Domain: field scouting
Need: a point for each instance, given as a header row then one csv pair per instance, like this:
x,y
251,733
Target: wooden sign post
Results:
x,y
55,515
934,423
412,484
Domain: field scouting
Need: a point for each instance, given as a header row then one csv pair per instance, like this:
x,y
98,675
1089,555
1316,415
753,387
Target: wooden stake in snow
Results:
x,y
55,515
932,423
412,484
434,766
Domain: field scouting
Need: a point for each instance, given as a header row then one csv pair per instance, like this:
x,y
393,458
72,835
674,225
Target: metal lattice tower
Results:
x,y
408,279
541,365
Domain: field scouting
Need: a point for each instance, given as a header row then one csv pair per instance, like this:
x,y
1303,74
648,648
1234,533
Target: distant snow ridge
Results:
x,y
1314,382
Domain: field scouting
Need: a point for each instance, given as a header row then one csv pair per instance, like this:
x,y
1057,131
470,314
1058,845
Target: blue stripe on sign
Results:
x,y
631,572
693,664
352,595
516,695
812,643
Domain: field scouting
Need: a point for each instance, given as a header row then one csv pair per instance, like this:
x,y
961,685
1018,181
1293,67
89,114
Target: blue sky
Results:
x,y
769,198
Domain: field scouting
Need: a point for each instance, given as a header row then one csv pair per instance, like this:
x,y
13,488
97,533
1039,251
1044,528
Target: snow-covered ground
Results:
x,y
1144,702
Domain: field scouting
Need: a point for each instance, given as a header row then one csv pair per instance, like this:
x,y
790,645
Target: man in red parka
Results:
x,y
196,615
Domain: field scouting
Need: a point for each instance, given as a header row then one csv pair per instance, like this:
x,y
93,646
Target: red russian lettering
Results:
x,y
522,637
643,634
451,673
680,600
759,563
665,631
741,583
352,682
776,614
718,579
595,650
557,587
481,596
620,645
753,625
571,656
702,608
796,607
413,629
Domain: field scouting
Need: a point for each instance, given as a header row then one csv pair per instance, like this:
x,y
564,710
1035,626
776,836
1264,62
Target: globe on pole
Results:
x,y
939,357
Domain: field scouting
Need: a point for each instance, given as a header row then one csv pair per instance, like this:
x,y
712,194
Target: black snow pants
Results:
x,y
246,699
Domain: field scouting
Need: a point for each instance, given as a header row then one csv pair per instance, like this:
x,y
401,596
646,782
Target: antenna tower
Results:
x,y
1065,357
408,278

▸ **Task directions**: Beginning with the very first line of the records above, please retype each line through the one that has "Target: blue sky", and add nothing.

▸ **Solution to the problem**:
Domain: field scouting
Need: a point for each instance, given as a header row then one csv pair per instance, like this:
x,y
251,733
Target: wooden sign post
Results:
x,y
55,515
934,423
412,484
Domain: field scouting
Need: a point for each instance, given as a header row then one csv pair per instance, like this:
x,y
98,675
1089,555
1316,415
753,387
Target: wooden stake in snow
Results:
x,y
55,515
932,423
412,484
434,766
Domain: field scouting
Need: a point for each instance, given as a header row then one csv pair per instance, like this:
x,y
393,458
72,835
674,225
Target: metal lattice tower
Results:
x,y
408,279
541,365
Domain: field scouting
Need: a point for each instance, given as a header row then one csv pair per instance, like this:
x,y
1303,74
648,648
1234,533
Target: distant snow ridge
Results:
x,y
1314,382
Domain: field scouting
Need: a point for each instance, given as a header row then one csv pair per instance, like this:
x,y
1057,131
470,314
1058,845
Target: blue stripe on sign
Results:
x,y
631,572
693,664
352,595
516,695
812,643
Domain: field scouting
Need: a point for each instance, given as a header row then one csv pair per instance, like this:
x,y
961,685
1018,181
1293,67
89,114
Target: blue sky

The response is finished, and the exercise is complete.